__TO BE DONE__: Turn everything in the material below, from the line that contains "the pagoda eave" down to the line that contains "<point>312,200</point>", into a Markdown table with the columns Row and Content. Number each line and leave out any blank lines.

__DATASET ENTRIES__:
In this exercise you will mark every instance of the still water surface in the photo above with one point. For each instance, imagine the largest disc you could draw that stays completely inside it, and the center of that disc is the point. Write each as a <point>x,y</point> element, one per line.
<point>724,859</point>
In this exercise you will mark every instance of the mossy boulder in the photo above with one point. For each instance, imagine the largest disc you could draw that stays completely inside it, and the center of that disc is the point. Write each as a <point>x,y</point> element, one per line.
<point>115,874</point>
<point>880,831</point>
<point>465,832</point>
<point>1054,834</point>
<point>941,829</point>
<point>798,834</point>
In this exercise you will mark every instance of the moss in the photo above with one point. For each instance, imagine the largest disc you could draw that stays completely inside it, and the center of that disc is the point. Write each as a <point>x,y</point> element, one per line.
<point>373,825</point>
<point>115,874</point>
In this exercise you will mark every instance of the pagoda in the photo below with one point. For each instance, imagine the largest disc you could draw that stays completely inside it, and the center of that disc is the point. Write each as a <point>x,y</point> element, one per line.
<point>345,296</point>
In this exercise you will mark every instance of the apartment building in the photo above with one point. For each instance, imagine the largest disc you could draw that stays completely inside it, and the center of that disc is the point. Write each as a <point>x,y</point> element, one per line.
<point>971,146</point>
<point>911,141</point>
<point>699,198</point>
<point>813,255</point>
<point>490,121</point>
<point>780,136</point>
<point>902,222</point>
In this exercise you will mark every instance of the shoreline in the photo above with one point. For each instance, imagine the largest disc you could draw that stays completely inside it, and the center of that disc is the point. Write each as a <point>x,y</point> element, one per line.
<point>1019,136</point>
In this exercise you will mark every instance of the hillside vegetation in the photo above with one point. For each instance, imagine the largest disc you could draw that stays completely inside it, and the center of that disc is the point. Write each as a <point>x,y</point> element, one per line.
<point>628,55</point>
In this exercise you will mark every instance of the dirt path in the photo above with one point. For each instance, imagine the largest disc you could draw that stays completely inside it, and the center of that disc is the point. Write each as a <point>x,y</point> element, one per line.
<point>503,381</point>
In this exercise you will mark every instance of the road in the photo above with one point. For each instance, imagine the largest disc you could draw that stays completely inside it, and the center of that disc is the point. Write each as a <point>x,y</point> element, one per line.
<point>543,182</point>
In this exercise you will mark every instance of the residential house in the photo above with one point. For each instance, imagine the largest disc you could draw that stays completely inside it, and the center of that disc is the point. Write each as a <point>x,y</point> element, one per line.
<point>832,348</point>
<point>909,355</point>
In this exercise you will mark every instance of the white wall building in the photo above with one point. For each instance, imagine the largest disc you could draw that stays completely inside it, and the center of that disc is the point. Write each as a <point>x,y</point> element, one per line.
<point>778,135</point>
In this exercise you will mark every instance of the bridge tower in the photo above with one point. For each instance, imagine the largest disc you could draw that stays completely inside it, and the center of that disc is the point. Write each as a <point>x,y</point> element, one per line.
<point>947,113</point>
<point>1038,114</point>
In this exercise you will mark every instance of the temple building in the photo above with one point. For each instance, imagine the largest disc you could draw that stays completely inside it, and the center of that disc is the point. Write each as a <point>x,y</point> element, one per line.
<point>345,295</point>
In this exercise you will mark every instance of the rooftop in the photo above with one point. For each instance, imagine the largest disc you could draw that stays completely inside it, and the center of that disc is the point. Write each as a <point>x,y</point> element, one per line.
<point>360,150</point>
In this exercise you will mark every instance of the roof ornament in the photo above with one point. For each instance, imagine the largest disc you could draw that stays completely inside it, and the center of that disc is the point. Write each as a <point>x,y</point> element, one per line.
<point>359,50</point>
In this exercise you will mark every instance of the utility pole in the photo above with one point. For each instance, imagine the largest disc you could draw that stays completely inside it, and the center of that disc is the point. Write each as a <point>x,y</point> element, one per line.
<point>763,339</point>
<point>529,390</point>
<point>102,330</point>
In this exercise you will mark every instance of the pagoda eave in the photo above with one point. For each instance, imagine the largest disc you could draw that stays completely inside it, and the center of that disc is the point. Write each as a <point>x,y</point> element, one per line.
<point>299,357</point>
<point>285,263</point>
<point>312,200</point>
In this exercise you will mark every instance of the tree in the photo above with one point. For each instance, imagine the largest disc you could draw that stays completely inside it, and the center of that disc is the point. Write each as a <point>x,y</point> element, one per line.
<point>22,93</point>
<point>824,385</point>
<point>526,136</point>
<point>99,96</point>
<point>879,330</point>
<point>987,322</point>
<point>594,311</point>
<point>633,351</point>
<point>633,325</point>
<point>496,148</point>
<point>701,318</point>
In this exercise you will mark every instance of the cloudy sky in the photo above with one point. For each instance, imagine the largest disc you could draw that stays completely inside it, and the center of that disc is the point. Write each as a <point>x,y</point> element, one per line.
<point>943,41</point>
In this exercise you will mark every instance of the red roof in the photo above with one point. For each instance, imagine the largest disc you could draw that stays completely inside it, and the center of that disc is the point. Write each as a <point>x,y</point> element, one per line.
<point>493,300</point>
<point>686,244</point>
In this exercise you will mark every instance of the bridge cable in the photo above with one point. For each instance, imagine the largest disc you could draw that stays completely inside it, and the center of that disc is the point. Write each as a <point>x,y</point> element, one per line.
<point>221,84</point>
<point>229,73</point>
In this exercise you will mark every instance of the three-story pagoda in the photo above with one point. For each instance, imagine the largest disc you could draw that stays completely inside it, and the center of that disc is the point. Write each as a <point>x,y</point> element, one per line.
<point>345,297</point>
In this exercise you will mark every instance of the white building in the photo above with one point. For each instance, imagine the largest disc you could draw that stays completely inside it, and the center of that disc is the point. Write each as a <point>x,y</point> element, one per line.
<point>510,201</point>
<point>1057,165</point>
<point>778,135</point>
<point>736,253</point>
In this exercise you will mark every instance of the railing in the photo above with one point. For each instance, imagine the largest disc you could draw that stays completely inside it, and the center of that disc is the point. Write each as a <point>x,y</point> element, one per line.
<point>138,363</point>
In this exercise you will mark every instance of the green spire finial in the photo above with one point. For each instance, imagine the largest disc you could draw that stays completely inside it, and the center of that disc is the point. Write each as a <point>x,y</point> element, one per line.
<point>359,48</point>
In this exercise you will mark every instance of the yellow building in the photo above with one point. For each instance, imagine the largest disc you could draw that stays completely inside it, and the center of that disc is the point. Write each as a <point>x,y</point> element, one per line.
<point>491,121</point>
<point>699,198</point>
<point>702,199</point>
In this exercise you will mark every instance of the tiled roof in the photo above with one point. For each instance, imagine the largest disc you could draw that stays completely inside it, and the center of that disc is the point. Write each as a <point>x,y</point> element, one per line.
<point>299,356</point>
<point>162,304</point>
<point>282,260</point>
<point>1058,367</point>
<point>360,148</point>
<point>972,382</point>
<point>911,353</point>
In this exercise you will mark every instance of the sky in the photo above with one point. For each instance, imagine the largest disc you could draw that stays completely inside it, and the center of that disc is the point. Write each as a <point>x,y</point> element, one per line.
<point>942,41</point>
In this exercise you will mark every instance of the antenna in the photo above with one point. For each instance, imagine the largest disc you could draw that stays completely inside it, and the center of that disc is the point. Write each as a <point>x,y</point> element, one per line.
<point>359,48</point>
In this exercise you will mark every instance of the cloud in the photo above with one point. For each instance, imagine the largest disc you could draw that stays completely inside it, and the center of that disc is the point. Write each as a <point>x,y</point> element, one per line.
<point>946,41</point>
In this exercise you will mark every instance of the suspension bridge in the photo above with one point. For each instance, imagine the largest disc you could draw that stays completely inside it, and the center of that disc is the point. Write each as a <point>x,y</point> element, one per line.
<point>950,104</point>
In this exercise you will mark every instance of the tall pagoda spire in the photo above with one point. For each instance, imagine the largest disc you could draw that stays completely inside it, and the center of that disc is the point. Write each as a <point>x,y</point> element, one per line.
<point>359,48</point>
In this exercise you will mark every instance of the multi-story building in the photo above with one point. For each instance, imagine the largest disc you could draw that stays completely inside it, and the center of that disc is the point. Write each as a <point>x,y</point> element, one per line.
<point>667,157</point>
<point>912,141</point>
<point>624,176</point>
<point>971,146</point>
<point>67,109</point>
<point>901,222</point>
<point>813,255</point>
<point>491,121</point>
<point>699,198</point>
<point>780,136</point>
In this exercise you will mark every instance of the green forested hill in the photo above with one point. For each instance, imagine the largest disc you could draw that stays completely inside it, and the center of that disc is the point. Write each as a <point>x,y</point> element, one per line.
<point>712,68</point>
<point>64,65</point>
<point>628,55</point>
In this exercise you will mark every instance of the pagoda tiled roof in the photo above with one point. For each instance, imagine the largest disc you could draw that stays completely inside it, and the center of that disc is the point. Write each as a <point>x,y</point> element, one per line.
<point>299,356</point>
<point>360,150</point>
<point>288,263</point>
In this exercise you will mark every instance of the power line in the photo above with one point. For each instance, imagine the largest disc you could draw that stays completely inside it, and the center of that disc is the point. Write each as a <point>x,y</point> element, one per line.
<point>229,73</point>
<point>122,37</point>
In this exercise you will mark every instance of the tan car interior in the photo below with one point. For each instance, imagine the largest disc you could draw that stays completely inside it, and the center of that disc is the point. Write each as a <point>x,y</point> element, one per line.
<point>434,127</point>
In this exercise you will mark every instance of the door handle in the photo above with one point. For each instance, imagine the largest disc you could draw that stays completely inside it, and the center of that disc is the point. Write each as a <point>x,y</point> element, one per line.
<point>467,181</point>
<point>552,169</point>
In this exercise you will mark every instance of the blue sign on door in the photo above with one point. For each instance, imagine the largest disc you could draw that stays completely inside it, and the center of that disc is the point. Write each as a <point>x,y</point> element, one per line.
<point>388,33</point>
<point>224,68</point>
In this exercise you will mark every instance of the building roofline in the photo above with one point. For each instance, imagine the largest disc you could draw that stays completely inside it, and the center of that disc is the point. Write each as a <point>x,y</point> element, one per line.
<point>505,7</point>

__CORRECT RESPONSE__:
| Row | Content |
|---|---|
| 1 | In this exercise you will mark every instance of the pagoda eave in the photo above with one point. For each instance, imagine the largest disc you could draw that stays completely inside it, and the center of that disc is the point. Write each as a <point>x,y</point> element, one per line. |
| 2 | <point>299,357</point> |
| 3 | <point>285,263</point> |
| 4 | <point>312,200</point> |